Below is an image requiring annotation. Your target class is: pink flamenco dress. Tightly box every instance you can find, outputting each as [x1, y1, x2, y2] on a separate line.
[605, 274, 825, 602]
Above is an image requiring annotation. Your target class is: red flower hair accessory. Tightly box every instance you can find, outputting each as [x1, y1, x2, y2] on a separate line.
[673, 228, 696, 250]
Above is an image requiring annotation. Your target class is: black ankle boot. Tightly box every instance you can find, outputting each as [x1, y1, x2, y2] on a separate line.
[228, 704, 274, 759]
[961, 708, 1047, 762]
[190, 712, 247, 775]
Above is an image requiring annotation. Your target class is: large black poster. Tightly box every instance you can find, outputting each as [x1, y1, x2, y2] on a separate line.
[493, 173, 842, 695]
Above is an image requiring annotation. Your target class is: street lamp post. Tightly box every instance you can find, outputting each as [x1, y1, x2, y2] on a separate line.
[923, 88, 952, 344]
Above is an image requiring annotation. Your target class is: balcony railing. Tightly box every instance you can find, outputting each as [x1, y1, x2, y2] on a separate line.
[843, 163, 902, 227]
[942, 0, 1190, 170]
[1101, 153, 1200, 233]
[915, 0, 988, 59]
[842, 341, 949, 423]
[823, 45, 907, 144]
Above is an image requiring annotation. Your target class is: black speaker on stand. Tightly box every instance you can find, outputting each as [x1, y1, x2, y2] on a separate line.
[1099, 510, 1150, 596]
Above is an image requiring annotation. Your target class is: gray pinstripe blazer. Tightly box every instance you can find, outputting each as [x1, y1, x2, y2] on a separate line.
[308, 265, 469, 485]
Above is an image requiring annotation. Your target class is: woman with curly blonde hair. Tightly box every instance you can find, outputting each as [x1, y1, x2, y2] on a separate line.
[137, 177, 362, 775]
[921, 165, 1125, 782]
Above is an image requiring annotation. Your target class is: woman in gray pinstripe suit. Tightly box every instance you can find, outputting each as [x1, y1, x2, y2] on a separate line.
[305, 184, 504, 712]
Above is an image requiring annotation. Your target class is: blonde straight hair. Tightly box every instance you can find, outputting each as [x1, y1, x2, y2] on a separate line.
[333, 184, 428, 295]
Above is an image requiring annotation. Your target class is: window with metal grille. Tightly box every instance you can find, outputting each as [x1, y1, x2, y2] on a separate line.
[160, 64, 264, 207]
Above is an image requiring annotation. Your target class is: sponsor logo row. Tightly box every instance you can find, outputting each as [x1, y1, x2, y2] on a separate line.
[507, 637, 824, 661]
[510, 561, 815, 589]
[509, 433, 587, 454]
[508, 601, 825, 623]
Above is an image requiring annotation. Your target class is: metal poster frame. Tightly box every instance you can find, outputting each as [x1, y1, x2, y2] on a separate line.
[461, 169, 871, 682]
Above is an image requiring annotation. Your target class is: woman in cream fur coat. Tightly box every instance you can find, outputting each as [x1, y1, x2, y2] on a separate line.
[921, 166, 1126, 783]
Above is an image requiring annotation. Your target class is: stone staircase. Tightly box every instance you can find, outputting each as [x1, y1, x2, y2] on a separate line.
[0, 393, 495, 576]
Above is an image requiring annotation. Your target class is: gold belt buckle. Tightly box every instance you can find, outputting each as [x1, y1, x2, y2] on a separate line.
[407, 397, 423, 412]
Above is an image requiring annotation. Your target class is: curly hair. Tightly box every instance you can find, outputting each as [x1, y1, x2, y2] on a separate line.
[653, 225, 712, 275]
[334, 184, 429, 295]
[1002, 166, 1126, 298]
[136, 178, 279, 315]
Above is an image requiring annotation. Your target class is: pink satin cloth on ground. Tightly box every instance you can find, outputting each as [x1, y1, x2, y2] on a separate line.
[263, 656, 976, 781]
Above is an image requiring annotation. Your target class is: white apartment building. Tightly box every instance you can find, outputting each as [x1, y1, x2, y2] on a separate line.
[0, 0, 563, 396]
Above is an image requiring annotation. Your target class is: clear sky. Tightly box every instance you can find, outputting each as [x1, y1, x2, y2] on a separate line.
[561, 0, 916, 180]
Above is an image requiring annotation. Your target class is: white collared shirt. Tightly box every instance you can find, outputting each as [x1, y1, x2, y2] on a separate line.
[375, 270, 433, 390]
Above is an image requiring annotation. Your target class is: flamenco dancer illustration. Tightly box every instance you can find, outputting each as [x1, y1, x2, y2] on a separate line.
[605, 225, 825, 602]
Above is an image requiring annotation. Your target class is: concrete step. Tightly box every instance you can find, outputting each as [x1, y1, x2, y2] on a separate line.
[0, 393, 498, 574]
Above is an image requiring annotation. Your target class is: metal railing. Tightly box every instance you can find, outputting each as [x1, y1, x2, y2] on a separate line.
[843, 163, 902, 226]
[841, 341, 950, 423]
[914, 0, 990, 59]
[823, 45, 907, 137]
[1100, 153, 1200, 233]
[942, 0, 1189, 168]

- - -

**EXERCISE REQUIREMENTS:** Exactly as given, repeat each line above.

**RESPONSE:**
Below is an image requiring annotation. Your target class is: pink flamenco dress. Tightly box every instance you can find, outputting each as [x1, y1, x2, y2] on a separate line.
[605, 274, 825, 602]
Above is an image requiring annotation. Your target class is: red flower hair accessory. Tightly box every instance you can find, outputting each as [x1, y1, x2, y2] on a separate line.
[673, 228, 696, 250]
Above is an image requiring annotation. Your target class is: black ankle boot. Tightly box every instance you can find, outputting each as [x1, y1, x2, y2] on a separate line.
[228, 704, 274, 759]
[961, 708, 1047, 762]
[190, 712, 247, 775]
Above is an image requiring annotation. Your target class is: large black poster. Tightly box every instance you can find, outputting each as [x1, y1, x2, y2] on a separate line.
[493, 173, 842, 695]
Above is an image requiring annotation. Your target class is: street lamp post. Tightly box every instance you can find, outputting each as [x1, y1, x2, y2] on a separate line.
[923, 88, 952, 344]
Above is an image requiring annotation. Your target class is: balcony railing. Tightly box every instance you can find, outputting each as [x1, y1, x2, y2] on a separate line.
[843, 163, 902, 227]
[942, 0, 1190, 170]
[1101, 153, 1200, 233]
[915, 0, 988, 59]
[842, 341, 949, 423]
[823, 45, 907, 144]
Above is an image requiring annotation. Your target class is: black speaker on stand. Tightly box every instance you can find, outputting each as [x1, y1, x2, y2] on a separate line.
[1099, 510, 1150, 596]
Above is an image requiring annotation. Your target class is: gray pinstripe blazer. Tightly box every instance you can find, outputting each as [x1, y1, x2, y2] on a separate line.
[308, 265, 469, 485]
Above is an image requiring annotation. Your target class is: woman with curly blonde hair. Tightly box every instance you can find, outputting each as [x1, y1, x2, y2] on a separate line.
[137, 177, 362, 775]
[921, 165, 1125, 782]
Above is an image requiring annotation. Your target class is: woman in gray pinstripe suit. Tightly box every instance you can find, outputting each as [x1, y1, x2, y2] on a separate line.
[305, 184, 504, 712]
Above is an image requiring annotation. Your target class is: blonde straight hair. Tightly box every instance you can find, outputting each as [x1, y1, x2, y2] on a separate line.
[333, 184, 428, 295]
Above is an image requiring annotation. Your target class is: window with metal grille. Tightly box every instance you can find, outputting each as [x1, y1, x2, y2] on a separate line.
[160, 64, 264, 207]
Above is an image requiring annotation. Your target class is: sponsor logo row. Tightly box every instance you can find, outputting each as [x1, y1, x2, y2] on a separate line.
[507, 637, 824, 661]
[510, 561, 815, 589]
[509, 433, 587, 454]
[508, 601, 825, 623]
Above is an image requiring annotation. Your target class is: metal poster frame. Tightly box every instance you can find, outputting each as [x1, y1, x2, y2] on a separate line.
[461, 169, 871, 682]
Above is an image requiring annotation. Your target class is: woman in cream fur coat. Tightly box every instance you can find, outputting each as [x1, y1, x2, y2] on a separate line.
[921, 166, 1126, 783]
Above is an image requiring annotation. Your target class is: stone staircase. Tightly box every instance you can find, outputting each as [x1, y1, x2, y2] on a separate line.
[0, 393, 495, 576]
Above is an image requiring annotation. Your target class is: gold belt buckle. Tightly box every instance you can find, outputting each as [x1, y1, x2, y2] on a separate line.
[407, 397, 423, 412]
Above is an image requiring annotation. Your target class is: curly hair. Tightly box every instance you can find, outputting each as [x1, y1, x2, y2] on a separate line.
[653, 225, 712, 275]
[334, 184, 429, 295]
[1002, 166, 1126, 298]
[136, 178, 279, 315]
Above is an image requiring annotation. Your target class is: pink satin cloth on ground. Tightly box every instance you can find, outputting each as [x1, y1, x2, y2] on a separate line.
[263, 656, 976, 781]
Above is an image requiring annotation. Your target class is: white apartment building. Tightly box every instance you can find, outputting each as [x1, y1, x2, y2] on a separate line.
[0, 0, 563, 396]
Above is an image requiring annotation. Your target class is: clear sky. Tightly box every instance you can find, outputting each as [x1, y1, x2, y2] on a separate line.
[561, 0, 916, 180]
Above is an image requiring annotation. Your target class is: white collared shirt. Tightly box every instance you can find, outputting each as [x1, y1, x2, y2] on a separate line.
[375, 270, 433, 390]
Above is an image requiring annotation. Your target class is: flamenco dancer illustration. Tightly box every instance you can find, outputting each as [x1, y1, x2, y2] on a separate line.
[605, 225, 825, 602]
Above is an image requiring annotation. Your target class is: concrete step. Tightly box every instance you can find, outputting each as [x1, y1, x2, y2] on a separate line.
[0, 393, 498, 574]
Above is an image requiring annotation. Your target class is: metal railing. Tightly box every instance you can find, outputting each as [x1, y1, x2, y2] on a separate line.
[843, 163, 902, 226]
[841, 341, 950, 423]
[914, 0, 990, 59]
[823, 45, 907, 137]
[1100, 153, 1200, 233]
[942, 0, 1189, 168]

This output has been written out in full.